* Goal: What do the lines from the one containing "Where can the tan" through the end of the entries say? Quote them exactly, and only them.

[Collected data entries]
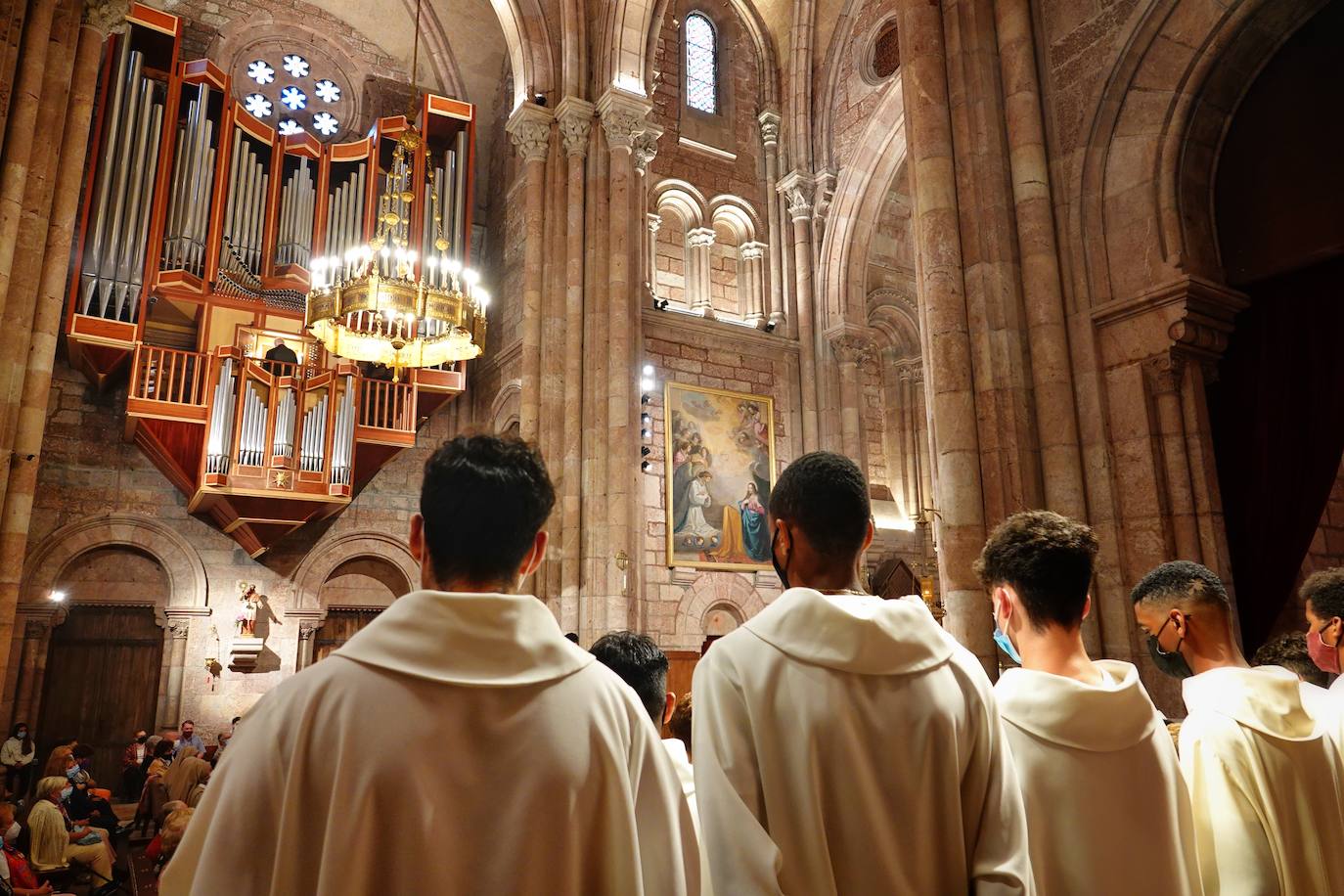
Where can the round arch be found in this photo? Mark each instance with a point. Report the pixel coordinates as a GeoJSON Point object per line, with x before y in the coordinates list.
{"type": "Point", "coordinates": [319, 565]}
{"type": "Point", "coordinates": [1143, 195]}
{"type": "Point", "coordinates": [855, 209]}
{"type": "Point", "coordinates": [189, 589]}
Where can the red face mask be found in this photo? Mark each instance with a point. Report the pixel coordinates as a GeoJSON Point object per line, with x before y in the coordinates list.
{"type": "Point", "coordinates": [1322, 654]}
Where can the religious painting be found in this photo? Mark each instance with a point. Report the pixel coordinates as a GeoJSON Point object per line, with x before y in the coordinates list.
{"type": "Point", "coordinates": [719, 475]}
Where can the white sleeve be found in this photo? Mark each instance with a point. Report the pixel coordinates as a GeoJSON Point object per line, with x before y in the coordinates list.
{"type": "Point", "coordinates": [1235, 857]}
{"type": "Point", "coordinates": [992, 806]}
{"type": "Point", "coordinates": [742, 857]}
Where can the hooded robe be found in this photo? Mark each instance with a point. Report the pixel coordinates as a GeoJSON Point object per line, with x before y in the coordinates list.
{"type": "Point", "coordinates": [1264, 784]}
{"type": "Point", "coordinates": [456, 744]}
{"type": "Point", "coordinates": [851, 745]}
{"type": "Point", "coordinates": [1106, 808]}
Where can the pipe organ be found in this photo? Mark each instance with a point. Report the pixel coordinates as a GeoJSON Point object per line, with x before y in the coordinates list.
{"type": "Point", "coordinates": [198, 227]}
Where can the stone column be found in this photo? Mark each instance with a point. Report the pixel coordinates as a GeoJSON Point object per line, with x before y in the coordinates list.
{"type": "Point", "coordinates": [949, 388]}
{"type": "Point", "coordinates": [530, 129]}
{"type": "Point", "coordinates": [575, 119]}
{"type": "Point", "coordinates": [751, 256]}
{"type": "Point", "coordinates": [1165, 374]}
{"type": "Point", "coordinates": [175, 661]}
{"type": "Point", "coordinates": [770, 143]}
{"type": "Point", "coordinates": [622, 121]}
{"type": "Point", "coordinates": [699, 242]}
{"type": "Point", "coordinates": [850, 352]}
{"type": "Point", "coordinates": [31, 381]}
{"type": "Point", "coordinates": [1052, 368]}
{"type": "Point", "coordinates": [798, 190]}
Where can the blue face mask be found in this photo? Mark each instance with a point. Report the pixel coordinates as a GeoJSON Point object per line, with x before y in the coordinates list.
{"type": "Point", "coordinates": [1006, 644]}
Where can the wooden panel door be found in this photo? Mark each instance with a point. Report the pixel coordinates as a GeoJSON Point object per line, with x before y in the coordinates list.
{"type": "Point", "coordinates": [680, 670]}
{"type": "Point", "coordinates": [101, 683]}
{"type": "Point", "coordinates": [340, 626]}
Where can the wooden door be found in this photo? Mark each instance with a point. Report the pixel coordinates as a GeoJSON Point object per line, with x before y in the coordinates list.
{"type": "Point", "coordinates": [340, 626]}
{"type": "Point", "coordinates": [680, 670]}
{"type": "Point", "coordinates": [101, 683]}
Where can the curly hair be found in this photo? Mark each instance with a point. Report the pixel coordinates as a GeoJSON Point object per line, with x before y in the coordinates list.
{"type": "Point", "coordinates": [1325, 591]}
{"type": "Point", "coordinates": [1048, 559]}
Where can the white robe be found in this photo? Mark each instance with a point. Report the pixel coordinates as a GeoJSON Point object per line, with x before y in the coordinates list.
{"type": "Point", "coordinates": [1106, 808]}
{"type": "Point", "coordinates": [457, 744]}
{"type": "Point", "coordinates": [851, 745]}
{"type": "Point", "coordinates": [1264, 784]}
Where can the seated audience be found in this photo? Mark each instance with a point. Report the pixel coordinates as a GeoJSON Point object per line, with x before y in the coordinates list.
{"type": "Point", "coordinates": [18, 755]}
{"type": "Point", "coordinates": [56, 841]}
{"type": "Point", "coordinates": [187, 771]}
{"type": "Point", "coordinates": [1082, 733]}
{"type": "Point", "coordinates": [845, 743]}
{"type": "Point", "coordinates": [132, 765]}
{"type": "Point", "coordinates": [509, 723]}
{"type": "Point", "coordinates": [190, 738]}
{"type": "Point", "coordinates": [1262, 777]}
{"type": "Point", "coordinates": [15, 870]}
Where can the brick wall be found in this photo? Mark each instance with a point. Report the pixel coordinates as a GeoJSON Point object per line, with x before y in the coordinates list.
{"type": "Point", "coordinates": [723, 356]}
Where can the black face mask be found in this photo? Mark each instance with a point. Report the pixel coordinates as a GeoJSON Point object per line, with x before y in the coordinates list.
{"type": "Point", "coordinates": [783, 571]}
{"type": "Point", "coordinates": [1171, 664]}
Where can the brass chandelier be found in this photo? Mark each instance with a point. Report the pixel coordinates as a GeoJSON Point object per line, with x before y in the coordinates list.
{"type": "Point", "coordinates": [371, 304]}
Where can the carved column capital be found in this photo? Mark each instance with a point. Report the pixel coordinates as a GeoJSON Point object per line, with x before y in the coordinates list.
{"type": "Point", "coordinates": [769, 121]}
{"type": "Point", "coordinates": [574, 117]}
{"type": "Point", "coordinates": [622, 117]}
{"type": "Point", "coordinates": [530, 129]}
{"type": "Point", "coordinates": [751, 251]}
{"type": "Point", "coordinates": [699, 237]}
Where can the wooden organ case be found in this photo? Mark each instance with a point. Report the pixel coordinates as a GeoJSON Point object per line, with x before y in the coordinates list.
{"type": "Point", "coordinates": [197, 230]}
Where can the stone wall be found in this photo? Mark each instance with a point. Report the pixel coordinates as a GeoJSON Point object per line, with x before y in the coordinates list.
{"type": "Point", "coordinates": [714, 355]}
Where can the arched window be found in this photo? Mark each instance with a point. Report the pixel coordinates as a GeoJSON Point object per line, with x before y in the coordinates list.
{"type": "Point", "coordinates": [701, 65]}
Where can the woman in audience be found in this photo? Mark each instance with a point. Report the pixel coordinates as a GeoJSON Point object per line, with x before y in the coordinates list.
{"type": "Point", "coordinates": [187, 771]}
{"type": "Point", "coordinates": [15, 870]}
{"type": "Point", "coordinates": [56, 842]}
{"type": "Point", "coordinates": [18, 756]}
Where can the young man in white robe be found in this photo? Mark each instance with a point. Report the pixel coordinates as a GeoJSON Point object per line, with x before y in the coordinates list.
{"type": "Point", "coordinates": [844, 743]}
{"type": "Point", "coordinates": [1264, 778]}
{"type": "Point", "coordinates": [459, 743]}
{"type": "Point", "coordinates": [1106, 806]}
{"type": "Point", "coordinates": [640, 662]}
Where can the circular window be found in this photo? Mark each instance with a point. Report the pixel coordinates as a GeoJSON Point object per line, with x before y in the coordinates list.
{"type": "Point", "coordinates": [884, 53]}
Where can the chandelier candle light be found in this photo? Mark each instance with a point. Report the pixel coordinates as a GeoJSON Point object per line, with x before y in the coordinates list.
{"type": "Point", "coordinates": [381, 302]}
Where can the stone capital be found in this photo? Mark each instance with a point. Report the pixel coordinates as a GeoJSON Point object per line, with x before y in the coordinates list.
{"type": "Point", "coordinates": [647, 147]}
{"type": "Point", "coordinates": [622, 117]}
{"type": "Point", "coordinates": [699, 237]}
{"type": "Point", "coordinates": [798, 188]}
{"type": "Point", "coordinates": [1188, 316]}
{"type": "Point", "coordinates": [769, 121]}
{"type": "Point", "coordinates": [574, 115]}
{"type": "Point", "coordinates": [530, 129]}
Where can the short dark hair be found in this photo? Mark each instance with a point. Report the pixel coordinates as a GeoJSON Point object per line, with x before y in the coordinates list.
{"type": "Point", "coordinates": [484, 499]}
{"type": "Point", "coordinates": [639, 662]}
{"type": "Point", "coordinates": [1289, 651]}
{"type": "Point", "coordinates": [1048, 559]}
{"type": "Point", "coordinates": [1325, 591]}
{"type": "Point", "coordinates": [680, 722]}
{"type": "Point", "coordinates": [1182, 580]}
{"type": "Point", "coordinates": [824, 495]}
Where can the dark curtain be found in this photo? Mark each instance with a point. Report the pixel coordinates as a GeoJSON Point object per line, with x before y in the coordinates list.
{"type": "Point", "coordinates": [1277, 414]}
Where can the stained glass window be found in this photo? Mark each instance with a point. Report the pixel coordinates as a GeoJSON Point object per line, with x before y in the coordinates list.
{"type": "Point", "coordinates": [701, 65]}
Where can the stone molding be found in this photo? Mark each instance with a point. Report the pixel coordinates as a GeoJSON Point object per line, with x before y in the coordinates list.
{"type": "Point", "coordinates": [574, 117]}
{"type": "Point", "coordinates": [189, 587]}
{"type": "Point", "coordinates": [530, 130]}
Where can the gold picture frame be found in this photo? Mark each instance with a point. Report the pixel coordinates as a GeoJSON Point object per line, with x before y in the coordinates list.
{"type": "Point", "coordinates": [719, 473]}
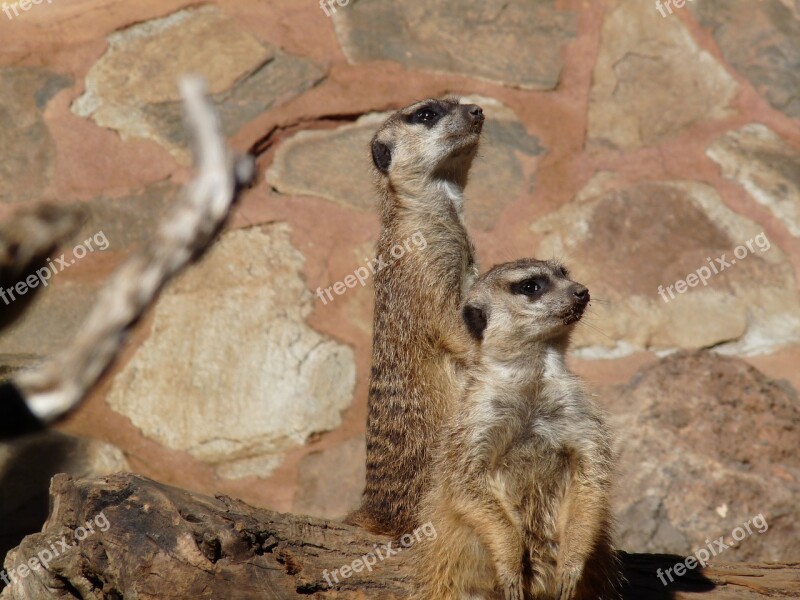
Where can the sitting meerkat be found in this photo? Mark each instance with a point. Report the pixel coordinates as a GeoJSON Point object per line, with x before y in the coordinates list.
{"type": "Point", "coordinates": [522, 470]}
{"type": "Point", "coordinates": [422, 156]}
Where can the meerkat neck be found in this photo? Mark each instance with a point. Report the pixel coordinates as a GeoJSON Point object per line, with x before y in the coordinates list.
{"type": "Point", "coordinates": [548, 362]}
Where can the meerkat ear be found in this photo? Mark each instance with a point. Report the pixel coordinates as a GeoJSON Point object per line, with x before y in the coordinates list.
{"type": "Point", "coordinates": [475, 318]}
{"type": "Point", "coordinates": [381, 156]}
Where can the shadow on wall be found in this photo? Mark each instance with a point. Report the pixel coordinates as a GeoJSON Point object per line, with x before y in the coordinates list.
{"type": "Point", "coordinates": [642, 577]}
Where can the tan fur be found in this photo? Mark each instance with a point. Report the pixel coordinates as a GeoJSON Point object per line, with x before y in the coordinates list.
{"type": "Point", "coordinates": [522, 471]}
{"type": "Point", "coordinates": [417, 335]}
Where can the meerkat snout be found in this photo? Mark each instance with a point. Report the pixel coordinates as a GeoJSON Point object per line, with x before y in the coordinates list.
{"type": "Point", "coordinates": [429, 139]}
{"type": "Point", "coordinates": [537, 295]}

* Answer to the problem:
Where can the tan fur be found in this photo? Mark each instance with a point. Report the pixel coordinates as a GeoJSON Point object per line, with x before y in the coordinates list.
{"type": "Point", "coordinates": [522, 471]}
{"type": "Point", "coordinates": [417, 335]}
Where can the meerkat snout be found in this photo? Mark each instance with a point. Report the pixel coordinates as a GeoJSON Point object per line, with x before y in the coordinates list.
{"type": "Point", "coordinates": [429, 139]}
{"type": "Point", "coordinates": [537, 295]}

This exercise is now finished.